#### Data to process
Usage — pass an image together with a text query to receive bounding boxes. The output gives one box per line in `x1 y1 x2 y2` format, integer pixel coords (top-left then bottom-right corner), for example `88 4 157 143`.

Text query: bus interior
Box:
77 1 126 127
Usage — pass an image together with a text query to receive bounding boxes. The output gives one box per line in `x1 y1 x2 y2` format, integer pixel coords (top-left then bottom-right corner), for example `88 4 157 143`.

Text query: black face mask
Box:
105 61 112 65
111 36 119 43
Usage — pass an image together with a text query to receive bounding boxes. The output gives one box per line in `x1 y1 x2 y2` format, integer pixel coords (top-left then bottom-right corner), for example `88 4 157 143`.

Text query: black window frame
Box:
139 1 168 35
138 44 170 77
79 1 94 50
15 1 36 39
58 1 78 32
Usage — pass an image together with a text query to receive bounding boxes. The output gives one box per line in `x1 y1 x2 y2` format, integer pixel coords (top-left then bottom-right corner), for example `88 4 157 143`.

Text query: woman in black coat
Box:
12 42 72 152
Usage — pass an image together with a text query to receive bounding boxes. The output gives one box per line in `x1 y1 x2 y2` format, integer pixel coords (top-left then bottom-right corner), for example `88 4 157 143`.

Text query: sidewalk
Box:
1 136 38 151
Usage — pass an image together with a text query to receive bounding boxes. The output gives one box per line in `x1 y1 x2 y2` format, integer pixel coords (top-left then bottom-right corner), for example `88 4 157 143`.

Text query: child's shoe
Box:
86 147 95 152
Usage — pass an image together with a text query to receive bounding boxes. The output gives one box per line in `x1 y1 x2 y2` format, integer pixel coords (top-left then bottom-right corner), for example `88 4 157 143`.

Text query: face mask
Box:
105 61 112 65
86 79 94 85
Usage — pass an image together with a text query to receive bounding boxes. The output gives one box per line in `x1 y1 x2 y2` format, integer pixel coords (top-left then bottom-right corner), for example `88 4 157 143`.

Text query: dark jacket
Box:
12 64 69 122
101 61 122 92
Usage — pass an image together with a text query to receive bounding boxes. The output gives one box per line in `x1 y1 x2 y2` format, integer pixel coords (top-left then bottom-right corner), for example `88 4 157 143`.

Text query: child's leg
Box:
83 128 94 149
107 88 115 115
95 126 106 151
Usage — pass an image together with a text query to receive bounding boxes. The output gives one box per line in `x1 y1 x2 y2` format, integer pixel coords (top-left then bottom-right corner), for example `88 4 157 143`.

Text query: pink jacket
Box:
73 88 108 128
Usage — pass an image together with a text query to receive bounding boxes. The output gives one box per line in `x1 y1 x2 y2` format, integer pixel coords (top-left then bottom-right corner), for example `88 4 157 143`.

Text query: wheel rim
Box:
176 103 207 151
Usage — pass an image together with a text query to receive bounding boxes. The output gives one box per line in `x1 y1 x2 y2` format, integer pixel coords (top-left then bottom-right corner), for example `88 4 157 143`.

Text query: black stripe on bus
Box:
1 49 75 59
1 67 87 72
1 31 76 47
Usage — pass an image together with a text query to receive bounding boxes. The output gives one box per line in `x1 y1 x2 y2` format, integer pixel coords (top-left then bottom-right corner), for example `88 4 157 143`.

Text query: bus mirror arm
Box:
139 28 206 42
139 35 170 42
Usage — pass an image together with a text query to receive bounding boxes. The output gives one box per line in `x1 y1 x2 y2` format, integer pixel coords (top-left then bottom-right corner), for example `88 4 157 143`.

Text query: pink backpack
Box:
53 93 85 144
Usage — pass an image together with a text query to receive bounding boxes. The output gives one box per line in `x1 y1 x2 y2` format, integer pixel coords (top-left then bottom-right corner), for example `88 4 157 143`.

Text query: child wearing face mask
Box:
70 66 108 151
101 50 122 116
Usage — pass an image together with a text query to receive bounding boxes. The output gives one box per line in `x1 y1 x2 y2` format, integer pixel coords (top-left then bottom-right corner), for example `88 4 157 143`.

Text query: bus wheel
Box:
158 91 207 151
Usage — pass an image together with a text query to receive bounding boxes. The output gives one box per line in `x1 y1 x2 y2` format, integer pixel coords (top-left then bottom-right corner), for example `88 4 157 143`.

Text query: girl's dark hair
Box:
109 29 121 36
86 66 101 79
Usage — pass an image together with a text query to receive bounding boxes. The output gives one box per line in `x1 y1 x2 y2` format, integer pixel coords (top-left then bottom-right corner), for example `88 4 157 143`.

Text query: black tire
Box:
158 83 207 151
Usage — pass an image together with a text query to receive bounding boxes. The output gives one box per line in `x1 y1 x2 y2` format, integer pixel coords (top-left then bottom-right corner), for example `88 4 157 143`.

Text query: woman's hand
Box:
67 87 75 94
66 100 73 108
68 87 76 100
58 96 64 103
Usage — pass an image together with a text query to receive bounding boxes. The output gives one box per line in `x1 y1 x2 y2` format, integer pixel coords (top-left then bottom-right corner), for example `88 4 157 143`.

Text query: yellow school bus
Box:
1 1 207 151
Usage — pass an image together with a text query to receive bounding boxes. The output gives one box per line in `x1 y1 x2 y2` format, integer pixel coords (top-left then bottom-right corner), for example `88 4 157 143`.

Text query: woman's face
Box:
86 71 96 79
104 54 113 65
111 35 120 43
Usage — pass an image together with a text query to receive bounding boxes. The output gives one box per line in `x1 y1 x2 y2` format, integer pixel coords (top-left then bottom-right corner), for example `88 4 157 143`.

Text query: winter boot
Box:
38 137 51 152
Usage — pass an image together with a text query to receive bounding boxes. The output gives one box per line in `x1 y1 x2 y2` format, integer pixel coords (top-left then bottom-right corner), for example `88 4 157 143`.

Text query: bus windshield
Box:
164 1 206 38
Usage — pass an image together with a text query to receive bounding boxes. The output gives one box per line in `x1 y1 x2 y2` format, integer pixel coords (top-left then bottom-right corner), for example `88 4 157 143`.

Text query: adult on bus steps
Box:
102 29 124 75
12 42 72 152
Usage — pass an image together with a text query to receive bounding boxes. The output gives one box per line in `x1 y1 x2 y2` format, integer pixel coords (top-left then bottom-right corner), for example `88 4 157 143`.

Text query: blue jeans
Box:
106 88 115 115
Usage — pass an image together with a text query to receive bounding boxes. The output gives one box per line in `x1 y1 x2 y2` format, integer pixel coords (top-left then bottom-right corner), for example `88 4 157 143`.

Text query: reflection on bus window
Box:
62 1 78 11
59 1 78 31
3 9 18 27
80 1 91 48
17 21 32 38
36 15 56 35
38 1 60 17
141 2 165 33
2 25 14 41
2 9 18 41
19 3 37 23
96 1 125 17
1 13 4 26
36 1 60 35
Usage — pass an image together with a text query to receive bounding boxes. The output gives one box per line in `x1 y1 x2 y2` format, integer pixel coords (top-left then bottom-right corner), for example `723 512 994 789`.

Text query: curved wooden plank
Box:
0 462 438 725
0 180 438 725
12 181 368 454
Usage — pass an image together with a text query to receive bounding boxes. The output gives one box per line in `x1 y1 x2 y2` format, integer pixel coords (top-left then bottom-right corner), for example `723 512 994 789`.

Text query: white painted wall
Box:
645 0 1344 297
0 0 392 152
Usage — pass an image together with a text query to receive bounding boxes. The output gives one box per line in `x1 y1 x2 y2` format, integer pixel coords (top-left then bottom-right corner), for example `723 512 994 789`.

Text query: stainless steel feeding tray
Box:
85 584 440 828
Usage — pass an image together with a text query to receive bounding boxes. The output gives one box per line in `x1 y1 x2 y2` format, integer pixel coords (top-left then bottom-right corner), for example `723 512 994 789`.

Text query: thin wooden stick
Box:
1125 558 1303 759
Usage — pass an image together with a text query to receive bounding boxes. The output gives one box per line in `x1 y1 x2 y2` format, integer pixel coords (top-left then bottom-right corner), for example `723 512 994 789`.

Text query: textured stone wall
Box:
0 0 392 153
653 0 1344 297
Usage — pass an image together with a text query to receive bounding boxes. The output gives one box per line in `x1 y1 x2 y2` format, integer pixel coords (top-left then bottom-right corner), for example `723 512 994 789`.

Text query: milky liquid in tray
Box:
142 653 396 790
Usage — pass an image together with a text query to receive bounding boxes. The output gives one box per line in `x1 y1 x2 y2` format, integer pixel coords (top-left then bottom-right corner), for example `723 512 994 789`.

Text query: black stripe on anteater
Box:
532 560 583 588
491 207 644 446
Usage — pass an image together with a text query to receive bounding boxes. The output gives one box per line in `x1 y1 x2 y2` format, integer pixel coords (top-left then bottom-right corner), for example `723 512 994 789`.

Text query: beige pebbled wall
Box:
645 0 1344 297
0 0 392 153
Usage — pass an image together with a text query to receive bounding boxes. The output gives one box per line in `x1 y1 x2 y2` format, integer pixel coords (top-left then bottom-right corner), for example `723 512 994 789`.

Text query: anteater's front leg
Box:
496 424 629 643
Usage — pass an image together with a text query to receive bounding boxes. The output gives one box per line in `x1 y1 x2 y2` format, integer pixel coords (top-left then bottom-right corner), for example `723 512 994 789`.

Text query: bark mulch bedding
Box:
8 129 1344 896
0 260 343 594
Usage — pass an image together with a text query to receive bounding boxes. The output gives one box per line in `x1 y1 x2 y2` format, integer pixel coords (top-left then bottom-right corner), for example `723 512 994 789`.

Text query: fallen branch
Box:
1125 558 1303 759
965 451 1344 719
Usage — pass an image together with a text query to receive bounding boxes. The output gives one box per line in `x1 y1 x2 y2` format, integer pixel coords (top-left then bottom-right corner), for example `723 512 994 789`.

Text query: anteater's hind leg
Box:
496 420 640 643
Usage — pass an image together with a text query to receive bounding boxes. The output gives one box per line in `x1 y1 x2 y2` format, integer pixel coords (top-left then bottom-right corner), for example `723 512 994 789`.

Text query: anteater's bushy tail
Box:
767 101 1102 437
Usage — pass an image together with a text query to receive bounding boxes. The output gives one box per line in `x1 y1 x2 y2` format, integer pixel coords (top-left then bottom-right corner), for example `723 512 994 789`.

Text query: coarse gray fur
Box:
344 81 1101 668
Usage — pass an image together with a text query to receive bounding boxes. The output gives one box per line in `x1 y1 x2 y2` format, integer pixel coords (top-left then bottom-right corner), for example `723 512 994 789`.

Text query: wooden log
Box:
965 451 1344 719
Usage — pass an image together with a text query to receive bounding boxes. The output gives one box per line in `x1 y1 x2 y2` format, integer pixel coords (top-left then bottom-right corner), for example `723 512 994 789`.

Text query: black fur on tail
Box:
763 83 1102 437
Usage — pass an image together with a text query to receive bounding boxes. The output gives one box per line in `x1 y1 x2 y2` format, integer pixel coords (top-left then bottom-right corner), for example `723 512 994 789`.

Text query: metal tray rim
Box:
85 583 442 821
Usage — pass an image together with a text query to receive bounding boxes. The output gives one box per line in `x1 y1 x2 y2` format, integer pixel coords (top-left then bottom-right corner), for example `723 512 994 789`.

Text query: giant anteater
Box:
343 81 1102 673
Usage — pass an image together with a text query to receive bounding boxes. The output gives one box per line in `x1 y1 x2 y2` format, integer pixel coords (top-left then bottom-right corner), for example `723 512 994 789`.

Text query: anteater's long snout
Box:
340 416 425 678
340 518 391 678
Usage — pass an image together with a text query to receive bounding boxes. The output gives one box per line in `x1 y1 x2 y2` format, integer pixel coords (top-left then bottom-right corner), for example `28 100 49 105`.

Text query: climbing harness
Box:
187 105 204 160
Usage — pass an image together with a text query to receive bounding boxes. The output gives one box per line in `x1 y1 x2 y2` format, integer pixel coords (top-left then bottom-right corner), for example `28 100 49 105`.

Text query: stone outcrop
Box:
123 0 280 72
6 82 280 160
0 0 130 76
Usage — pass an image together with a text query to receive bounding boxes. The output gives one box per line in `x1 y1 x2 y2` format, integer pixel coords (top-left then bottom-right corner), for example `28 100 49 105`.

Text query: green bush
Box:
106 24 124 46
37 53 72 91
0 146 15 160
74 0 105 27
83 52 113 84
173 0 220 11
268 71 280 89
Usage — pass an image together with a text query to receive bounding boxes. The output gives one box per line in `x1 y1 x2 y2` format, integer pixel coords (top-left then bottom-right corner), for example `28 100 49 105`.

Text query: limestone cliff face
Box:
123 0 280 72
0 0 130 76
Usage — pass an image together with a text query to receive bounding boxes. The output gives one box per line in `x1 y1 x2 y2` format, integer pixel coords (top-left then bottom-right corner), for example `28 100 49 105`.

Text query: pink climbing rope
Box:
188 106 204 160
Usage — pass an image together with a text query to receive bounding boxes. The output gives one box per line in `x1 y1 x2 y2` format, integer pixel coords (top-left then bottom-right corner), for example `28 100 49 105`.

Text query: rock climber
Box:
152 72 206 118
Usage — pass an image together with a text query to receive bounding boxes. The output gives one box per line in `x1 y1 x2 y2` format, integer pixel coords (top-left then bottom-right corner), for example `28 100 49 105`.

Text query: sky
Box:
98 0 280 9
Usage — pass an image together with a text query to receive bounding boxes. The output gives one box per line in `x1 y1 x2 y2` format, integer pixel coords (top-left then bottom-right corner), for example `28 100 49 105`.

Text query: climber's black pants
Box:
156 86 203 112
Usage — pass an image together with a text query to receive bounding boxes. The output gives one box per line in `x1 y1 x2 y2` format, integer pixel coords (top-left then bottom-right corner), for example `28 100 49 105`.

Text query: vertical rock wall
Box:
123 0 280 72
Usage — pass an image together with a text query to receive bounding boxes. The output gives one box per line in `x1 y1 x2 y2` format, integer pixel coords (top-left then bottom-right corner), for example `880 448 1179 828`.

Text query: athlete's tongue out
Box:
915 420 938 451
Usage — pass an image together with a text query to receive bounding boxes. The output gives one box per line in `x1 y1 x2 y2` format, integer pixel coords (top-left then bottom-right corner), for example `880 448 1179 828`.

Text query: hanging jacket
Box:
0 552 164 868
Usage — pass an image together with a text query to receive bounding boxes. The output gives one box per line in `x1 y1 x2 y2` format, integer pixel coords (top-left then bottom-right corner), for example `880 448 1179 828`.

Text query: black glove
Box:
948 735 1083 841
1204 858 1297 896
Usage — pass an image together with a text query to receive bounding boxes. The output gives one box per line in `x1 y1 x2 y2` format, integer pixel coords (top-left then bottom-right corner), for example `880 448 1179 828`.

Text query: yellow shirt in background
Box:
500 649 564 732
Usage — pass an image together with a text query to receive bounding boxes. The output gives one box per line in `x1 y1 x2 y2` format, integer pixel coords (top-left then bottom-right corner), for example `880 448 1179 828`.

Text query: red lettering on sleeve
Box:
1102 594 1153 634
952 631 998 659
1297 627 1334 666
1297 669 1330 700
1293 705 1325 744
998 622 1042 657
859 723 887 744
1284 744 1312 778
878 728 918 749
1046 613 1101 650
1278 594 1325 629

#### Work to be completed
Quote verbatim the portion of the rows above that opens with the first line and closes with the line containing "111 36 119 43", including both of those lines.

#### Response to the exercise
Usage — pass an image together with a text query to receive bounding boxes. The output gives one box per line in `x1 y1 x2 y2` format, integer pixel coords (top-left then bottom-right corner), for example `88 4 157 143`.

Text query: bus interior
Box:
77 1 126 127
Usage — pass an image together with a text query to receive bounding boxes. The output gives one box per line in `x1 y1 x2 y2` format, integer pixel coords (top-left then bottom-right corner), for example `88 4 157 143`.

Text query: black face mask
Box:
105 61 112 65
111 36 119 43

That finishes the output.